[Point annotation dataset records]
--- BEGIN ---

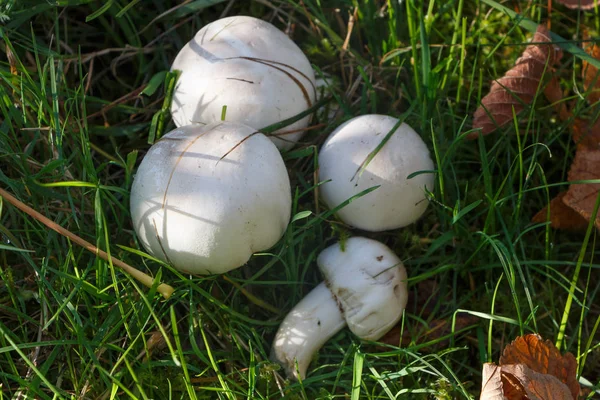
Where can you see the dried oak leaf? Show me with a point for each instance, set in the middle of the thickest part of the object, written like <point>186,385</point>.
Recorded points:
<point>519,85</point>
<point>561,215</point>
<point>580,4</point>
<point>581,197</point>
<point>591,78</point>
<point>544,358</point>
<point>519,382</point>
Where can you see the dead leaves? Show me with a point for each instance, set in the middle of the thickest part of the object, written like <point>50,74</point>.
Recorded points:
<point>518,87</point>
<point>531,369</point>
<point>573,209</point>
<point>591,82</point>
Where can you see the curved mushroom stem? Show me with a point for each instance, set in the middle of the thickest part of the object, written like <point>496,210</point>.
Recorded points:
<point>314,320</point>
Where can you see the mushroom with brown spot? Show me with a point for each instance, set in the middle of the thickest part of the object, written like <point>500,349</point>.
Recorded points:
<point>364,287</point>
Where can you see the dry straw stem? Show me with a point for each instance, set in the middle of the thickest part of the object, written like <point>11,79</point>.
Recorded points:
<point>145,279</point>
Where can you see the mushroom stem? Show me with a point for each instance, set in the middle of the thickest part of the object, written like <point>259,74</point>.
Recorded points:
<point>314,320</point>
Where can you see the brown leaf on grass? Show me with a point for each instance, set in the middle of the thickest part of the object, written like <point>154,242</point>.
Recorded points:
<point>519,382</point>
<point>591,78</point>
<point>561,215</point>
<point>581,197</point>
<point>586,134</point>
<point>580,4</point>
<point>544,358</point>
<point>519,85</point>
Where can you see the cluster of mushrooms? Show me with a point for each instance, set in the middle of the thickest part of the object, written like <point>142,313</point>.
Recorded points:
<point>212,192</point>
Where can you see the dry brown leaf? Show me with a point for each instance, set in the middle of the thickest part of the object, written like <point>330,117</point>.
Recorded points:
<point>519,382</point>
<point>586,134</point>
<point>580,4</point>
<point>591,78</point>
<point>561,215</point>
<point>581,197</point>
<point>543,357</point>
<point>519,85</point>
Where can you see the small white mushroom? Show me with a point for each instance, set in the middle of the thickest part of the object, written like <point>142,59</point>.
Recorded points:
<point>398,201</point>
<point>206,197</point>
<point>249,66</point>
<point>364,287</point>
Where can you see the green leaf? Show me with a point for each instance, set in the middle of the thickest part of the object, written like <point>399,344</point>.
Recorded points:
<point>301,215</point>
<point>99,11</point>
<point>154,83</point>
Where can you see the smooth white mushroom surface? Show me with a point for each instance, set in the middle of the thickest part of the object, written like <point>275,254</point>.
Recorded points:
<point>206,197</point>
<point>398,201</point>
<point>249,66</point>
<point>365,287</point>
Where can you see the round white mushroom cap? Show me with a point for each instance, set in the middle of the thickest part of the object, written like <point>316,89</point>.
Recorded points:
<point>365,287</point>
<point>369,282</point>
<point>398,201</point>
<point>251,67</point>
<point>206,197</point>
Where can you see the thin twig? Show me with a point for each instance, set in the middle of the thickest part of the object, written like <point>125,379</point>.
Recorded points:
<point>145,279</point>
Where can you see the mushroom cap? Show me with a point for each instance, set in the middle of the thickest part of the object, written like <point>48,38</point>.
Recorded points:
<point>369,282</point>
<point>249,66</point>
<point>206,197</point>
<point>398,201</point>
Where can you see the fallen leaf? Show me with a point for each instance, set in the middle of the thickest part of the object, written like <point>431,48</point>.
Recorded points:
<point>491,382</point>
<point>591,78</point>
<point>544,358</point>
<point>519,86</point>
<point>580,4</point>
<point>433,332</point>
<point>581,197</point>
<point>561,215</point>
<point>586,134</point>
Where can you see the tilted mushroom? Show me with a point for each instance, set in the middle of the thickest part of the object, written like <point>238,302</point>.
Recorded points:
<point>249,66</point>
<point>398,201</point>
<point>206,197</point>
<point>364,287</point>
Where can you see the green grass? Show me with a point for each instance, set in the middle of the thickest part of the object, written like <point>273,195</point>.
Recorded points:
<point>91,91</point>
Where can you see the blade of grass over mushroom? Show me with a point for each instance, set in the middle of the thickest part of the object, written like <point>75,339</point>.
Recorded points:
<point>268,130</point>
<point>157,125</point>
<point>361,168</point>
<point>580,259</point>
<point>163,288</point>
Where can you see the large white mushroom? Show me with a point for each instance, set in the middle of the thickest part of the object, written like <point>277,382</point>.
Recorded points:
<point>206,197</point>
<point>364,287</point>
<point>398,201</point>
<point>249,66</point>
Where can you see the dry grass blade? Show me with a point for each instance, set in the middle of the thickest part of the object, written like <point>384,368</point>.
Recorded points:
<point>580,4</point>
<point>582,196</point>
<point>519,86</point>
<point>145,279</point>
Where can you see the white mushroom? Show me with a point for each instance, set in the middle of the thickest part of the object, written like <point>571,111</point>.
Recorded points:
<point>398,201</point>
<point>206,197</point>
<point>249,66</point>
<point>364,287</point>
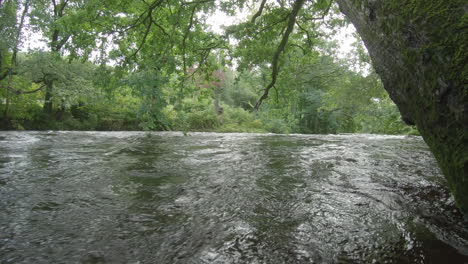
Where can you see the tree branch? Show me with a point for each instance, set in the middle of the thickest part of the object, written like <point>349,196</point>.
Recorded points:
<point>274,65</point>
<point>259,12</point>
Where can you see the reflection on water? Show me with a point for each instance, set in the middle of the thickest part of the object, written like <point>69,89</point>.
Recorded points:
<point>131,197</point>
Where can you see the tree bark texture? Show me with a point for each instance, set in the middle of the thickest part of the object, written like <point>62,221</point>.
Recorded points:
<point>418,48</point>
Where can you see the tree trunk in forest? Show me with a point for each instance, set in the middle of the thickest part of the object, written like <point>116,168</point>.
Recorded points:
<point>48,98</point>
<point>418,49</point>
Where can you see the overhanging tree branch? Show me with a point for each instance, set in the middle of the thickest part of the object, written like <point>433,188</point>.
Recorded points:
<point>275,63</point>
<point>259,12</point>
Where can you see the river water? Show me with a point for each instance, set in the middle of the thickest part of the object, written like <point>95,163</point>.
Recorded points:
<point>135,197</point>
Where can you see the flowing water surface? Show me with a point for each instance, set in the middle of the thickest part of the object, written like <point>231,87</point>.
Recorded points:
<point>134,197</point>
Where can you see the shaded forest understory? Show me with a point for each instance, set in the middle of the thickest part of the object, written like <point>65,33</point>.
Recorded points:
<point>158,76</point>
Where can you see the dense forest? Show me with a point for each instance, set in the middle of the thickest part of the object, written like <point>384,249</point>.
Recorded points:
<point>141,65</point>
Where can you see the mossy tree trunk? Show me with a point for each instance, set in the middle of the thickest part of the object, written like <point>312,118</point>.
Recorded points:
<point>418,48</point>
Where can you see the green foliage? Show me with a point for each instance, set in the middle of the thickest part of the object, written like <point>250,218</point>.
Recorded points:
<point>170,73</point>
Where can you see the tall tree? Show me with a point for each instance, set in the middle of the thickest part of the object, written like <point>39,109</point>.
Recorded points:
<point>419,50</point>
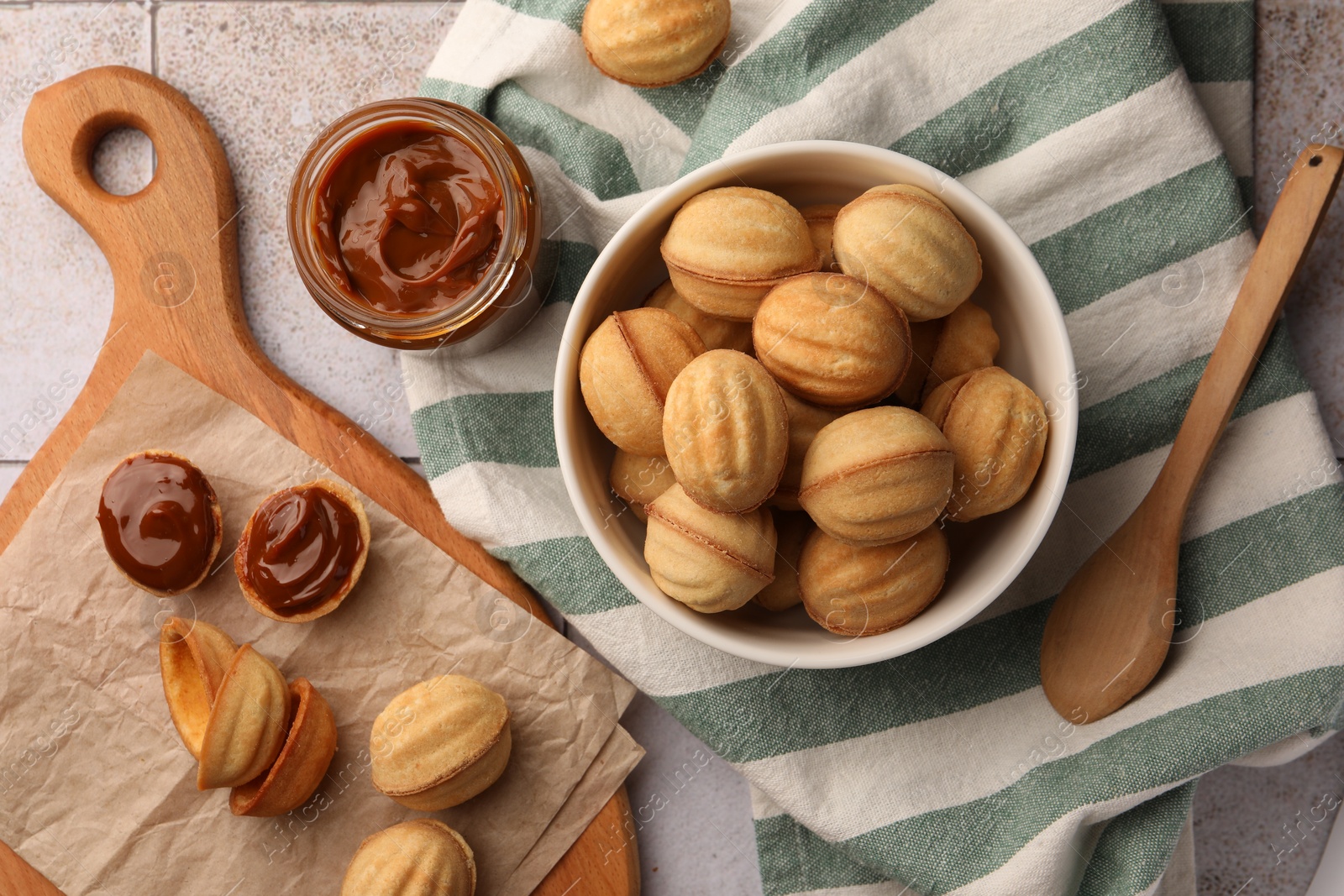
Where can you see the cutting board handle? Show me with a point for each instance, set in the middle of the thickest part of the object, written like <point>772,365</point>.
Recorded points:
<point>172,246</point>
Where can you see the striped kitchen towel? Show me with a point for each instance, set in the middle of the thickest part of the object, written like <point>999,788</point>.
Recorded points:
<point>947,770</point>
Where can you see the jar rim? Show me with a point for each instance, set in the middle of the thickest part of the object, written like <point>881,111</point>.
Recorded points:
<point>329,145</point>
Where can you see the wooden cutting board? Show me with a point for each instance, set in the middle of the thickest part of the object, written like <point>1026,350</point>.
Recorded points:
<point>174,255</point>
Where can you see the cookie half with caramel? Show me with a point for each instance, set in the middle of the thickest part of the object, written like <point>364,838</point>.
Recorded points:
<point>302,551</point>
<point>160,521</point>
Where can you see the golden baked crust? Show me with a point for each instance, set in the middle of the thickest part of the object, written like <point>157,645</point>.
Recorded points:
<point>418,857</point>
<point>356,506</point>
<point>302,761</point>
<point>864,591</point>
<point>877,476</point>
<point>998,430</point>
<point>638,479</point>
<point>716,332</point>
<point>440,743</point>
<point>215,515</point>
<point>726,248</point>
<point>710,562</point>
<point>911,248</point>
<point>655,43</point>
<point>792,531</point>
<point>625,371</point>
<point>806,421</point>
<point>248,721</point>
<point>832,340</point>
<point>822,221</point>
<point>192,660</point>
<point>967,342</point>
<point>726,432</point>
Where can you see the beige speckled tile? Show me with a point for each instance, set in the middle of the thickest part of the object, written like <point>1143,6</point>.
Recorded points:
<point>1241,817</point>
<point>54,282</point>
<point>269,76</point>
<point>1300,96</point>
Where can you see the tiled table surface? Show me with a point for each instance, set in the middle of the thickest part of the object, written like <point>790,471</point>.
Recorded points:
<point>269,73</point>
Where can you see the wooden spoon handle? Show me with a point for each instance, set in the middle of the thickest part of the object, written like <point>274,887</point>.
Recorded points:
<point>1288,237</point>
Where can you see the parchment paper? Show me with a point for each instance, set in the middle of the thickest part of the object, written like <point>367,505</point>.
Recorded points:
<point>98,792</point>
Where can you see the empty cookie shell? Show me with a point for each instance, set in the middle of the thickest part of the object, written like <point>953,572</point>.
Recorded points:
<point>302,551</point>
<point>192,660</point>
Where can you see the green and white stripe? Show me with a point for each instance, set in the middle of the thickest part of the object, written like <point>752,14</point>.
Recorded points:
<point>1116,139</point>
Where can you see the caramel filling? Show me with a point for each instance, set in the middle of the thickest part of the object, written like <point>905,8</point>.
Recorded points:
<point>302,548</point>
<point>156,521</point>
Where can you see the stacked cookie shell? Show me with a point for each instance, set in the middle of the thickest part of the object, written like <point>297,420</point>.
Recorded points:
<point>822,463</point>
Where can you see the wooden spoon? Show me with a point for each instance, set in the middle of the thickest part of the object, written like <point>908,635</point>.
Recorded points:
<point>1110,627</point>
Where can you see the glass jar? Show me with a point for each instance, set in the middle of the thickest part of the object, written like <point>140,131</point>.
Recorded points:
<point>490,312</point>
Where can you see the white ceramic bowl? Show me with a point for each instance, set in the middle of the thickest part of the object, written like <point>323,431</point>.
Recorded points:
<point>985,555</point>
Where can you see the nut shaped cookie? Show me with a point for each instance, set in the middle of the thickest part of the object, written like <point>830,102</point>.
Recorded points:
<point>638,479</point>
<point>726,248</point>
<point>822,221</point>
<point>864,591</point>
<point>806,421</point>
<point>248,723</point>
<point>440,743</point>
<point>790,530</point>
<point>716,332</point>
<point>832,340</point>
<point>192,660</point>
<point>418,857</point>
<point>998,430</point>
<point>911,248</point>
<point>967,343</point>
<point>710,562</point>
<point>302,761</point>
<point>877,476</point>
<point>625,369</point>
<point>726,432</point>
<point>654,43</point>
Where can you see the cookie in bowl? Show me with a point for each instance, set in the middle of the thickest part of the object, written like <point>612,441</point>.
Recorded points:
<point>832,340</point>
<point>625,371</point>
<point>710,562</point>
<point>726,432</point>
<point>302,551</point>
<point>727,248</point>
<point>998,430</point>
<point>877,476</point>
<point>160,521</point>
<point>866,591</point>
<point>907,244</point>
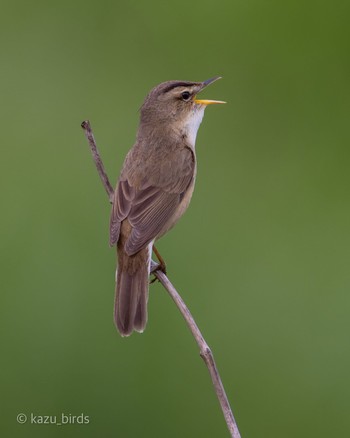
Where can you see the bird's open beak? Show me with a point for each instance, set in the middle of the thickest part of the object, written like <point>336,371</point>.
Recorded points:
<point>206,101</point>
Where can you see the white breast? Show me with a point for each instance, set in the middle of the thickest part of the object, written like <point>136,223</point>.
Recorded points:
<point>193,122</point>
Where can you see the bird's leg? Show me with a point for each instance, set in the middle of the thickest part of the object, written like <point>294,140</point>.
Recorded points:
<point>161,266</point>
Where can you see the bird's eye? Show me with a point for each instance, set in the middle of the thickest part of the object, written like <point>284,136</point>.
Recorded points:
<point>186,95</point>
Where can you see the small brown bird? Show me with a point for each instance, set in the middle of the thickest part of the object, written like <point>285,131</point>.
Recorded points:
<point>154,190</point>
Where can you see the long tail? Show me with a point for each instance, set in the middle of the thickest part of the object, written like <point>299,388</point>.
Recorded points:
<point>130,310</point>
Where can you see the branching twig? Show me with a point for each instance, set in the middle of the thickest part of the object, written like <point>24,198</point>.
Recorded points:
<point>204,349</point>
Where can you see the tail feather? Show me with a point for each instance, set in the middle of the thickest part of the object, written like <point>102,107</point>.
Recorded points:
<point>130,311</point>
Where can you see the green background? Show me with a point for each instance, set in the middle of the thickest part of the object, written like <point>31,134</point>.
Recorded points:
<point>261,257</point>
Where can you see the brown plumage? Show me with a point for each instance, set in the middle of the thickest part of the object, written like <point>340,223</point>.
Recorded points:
<point>153,191</point>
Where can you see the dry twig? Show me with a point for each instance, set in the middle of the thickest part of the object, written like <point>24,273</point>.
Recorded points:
<point>204,349</point>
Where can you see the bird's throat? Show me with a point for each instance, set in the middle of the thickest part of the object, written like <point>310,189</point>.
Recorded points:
<point>192,124</point>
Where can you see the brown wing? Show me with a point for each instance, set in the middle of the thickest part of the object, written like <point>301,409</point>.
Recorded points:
<point>150,206</point>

--- END ---

- Exercise instructions
Copy out again, word for word, the part of the listing above that opens with the line containing "Where can you see the wooden cutting" and closes with the line containing "<point>269,73</point>", including both of those lines.

- Result of this exercise
Where can you see the wooden cutting board? Show me with a point for each instance, set in the middle of the thickest part of the object, written like <point>1026,350</point>.
Recorded points:
<point>174,255</point>
Where can you see the cookie half with caramel? Show me with a point for each instance, set in the middle of the thickest part of the object, written like <point>364,838</point>.
Recorded points:
<point>302,551</point>
<point>160,521</point>
Where can you see the golden baked crust? Show me with a point for each instance, set in the middle of the thickest part of the object, written like <point>157,645</point>.
Recorded points:
<point>418,857</point>
<point>356,506</point>
<point>302,761</point>
<point>864,591</point>
<point>877,476</point>
<point>998,430</point>
<point>638,479</point>
<point>716,332</point>
<point>440,743</point>
<point>215,515</point>
<point>726,248</point>
<point>710,562</point>
<point>911,248</point>
<point>655,43</point>
<point>792,531</point>
<point>625,371</point>
<point>806,421</point>
<point>248,721</point>
<point>832,340</point>
<point>822,221</point>
<point>192,660</point>
<point>967,342</point>
<point>726,432</point>
Where can you see the beige speckled tile? Show me with a point for each instance, set in the middle of the thickest part of the object, written like <point>1143,6</point>.
Recorded points:
<point>1241,817</point>
<point>54,282</point>
<point>269,76</point>
<point>1300,96</point>
Where can you see the tiled table surface? Show me with a point for each instance, set in the middle of the thickest part of the object, written like <point>790,471</point>.
Recorded points:
<point>269,73</point>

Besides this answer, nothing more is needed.